What you are asked to do | Rewrite the lines from the one containing "point: the small stone, a" through the end of the records as a Markdown table with the columns Row and Line. Number each line and leave out blank lines.

Items from a dataset:
--

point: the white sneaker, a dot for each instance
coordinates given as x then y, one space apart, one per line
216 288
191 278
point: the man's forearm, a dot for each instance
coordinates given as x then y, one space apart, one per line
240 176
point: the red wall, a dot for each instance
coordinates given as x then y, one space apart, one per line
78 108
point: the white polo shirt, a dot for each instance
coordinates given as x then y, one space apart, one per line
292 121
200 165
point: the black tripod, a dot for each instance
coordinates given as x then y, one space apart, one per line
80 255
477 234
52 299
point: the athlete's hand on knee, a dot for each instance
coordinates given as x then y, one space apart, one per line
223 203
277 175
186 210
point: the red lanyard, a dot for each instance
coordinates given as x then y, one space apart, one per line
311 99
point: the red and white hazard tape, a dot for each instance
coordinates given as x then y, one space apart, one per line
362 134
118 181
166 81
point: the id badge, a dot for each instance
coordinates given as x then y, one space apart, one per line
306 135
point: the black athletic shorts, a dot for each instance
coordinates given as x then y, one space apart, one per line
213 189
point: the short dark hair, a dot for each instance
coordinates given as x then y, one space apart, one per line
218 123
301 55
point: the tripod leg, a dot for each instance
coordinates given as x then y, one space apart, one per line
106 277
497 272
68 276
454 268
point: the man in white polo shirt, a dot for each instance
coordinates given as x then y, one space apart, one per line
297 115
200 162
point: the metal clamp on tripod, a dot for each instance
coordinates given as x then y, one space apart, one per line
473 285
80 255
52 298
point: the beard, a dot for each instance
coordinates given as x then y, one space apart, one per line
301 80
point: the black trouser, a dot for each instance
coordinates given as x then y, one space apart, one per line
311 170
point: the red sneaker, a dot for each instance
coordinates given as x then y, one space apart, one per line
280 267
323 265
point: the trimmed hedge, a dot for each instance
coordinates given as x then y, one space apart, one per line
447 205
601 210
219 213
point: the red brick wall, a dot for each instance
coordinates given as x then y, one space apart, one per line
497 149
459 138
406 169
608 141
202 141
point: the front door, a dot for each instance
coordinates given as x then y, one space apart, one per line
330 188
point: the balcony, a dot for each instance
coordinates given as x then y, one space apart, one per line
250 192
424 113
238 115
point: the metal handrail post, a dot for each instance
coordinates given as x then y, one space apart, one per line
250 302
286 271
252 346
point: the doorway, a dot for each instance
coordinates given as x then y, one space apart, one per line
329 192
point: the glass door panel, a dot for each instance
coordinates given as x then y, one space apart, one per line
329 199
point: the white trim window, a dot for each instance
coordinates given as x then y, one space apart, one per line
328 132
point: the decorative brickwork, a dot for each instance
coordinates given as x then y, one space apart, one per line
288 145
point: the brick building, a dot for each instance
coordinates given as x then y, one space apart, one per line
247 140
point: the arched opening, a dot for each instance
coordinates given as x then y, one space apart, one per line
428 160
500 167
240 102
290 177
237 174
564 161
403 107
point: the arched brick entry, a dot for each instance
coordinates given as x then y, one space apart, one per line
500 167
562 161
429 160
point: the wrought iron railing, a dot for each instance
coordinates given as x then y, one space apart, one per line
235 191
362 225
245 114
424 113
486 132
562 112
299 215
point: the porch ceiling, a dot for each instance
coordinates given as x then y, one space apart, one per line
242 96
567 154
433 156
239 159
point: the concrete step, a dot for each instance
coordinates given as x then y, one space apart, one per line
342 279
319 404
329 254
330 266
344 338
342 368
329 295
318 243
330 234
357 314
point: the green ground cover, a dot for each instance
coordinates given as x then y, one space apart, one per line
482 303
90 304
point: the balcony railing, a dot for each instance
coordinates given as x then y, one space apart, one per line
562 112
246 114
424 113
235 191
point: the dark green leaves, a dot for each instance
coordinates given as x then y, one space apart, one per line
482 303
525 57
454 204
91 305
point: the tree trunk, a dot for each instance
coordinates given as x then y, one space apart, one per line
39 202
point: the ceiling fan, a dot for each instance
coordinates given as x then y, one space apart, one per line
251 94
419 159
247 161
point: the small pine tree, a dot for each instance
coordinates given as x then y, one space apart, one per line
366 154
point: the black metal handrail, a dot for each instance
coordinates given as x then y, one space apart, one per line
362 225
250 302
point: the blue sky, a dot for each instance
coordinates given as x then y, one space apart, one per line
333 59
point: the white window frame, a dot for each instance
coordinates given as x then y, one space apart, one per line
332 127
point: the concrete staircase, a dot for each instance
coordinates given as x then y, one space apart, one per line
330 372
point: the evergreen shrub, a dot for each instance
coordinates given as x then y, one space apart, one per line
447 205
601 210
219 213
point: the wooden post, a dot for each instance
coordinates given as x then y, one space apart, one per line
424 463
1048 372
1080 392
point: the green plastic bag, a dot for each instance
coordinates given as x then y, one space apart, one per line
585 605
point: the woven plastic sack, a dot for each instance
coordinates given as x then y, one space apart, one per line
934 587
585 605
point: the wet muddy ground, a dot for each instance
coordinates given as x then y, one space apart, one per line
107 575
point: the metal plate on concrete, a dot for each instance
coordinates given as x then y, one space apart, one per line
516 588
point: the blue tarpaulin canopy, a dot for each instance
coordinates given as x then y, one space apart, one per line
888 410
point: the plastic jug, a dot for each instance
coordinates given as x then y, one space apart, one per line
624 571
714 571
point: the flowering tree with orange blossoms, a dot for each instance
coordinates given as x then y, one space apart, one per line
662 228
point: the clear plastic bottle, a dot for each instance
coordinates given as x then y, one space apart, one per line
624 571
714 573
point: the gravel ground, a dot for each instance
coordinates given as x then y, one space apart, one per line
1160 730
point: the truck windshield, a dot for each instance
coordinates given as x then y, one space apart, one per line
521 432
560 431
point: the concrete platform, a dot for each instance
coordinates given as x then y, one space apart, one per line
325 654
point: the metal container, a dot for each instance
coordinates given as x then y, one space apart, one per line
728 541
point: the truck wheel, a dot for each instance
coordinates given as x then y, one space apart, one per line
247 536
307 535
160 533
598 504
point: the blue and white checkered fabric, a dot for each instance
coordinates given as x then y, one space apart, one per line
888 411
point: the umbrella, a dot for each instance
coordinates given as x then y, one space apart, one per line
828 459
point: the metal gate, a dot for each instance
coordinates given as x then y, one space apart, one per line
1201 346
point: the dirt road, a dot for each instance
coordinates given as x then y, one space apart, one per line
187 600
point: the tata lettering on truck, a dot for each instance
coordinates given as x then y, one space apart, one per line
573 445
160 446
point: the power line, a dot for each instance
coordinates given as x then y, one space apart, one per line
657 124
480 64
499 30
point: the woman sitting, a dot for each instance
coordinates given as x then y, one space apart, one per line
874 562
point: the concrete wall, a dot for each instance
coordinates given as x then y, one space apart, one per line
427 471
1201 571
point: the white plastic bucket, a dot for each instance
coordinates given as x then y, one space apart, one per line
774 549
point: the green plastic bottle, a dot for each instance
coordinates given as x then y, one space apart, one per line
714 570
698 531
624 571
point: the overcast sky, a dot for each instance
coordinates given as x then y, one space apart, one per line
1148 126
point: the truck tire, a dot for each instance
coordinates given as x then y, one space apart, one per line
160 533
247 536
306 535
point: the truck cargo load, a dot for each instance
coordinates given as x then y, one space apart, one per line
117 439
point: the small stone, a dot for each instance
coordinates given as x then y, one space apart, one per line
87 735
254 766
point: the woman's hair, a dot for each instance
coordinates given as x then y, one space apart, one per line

--

Full solution |
| Row | Line |
|---|---|
| 1 | point: the small stone, a dot for each instance |
| 2 | coordinates given as x then y, one space apart, one per line |
| 3 | 87 735 |
| 4 | 254 766 |
| 5 | point: the woman's hair, a dot for each instance |
| 6 | coordinates given as x then y, one space apart, one per line |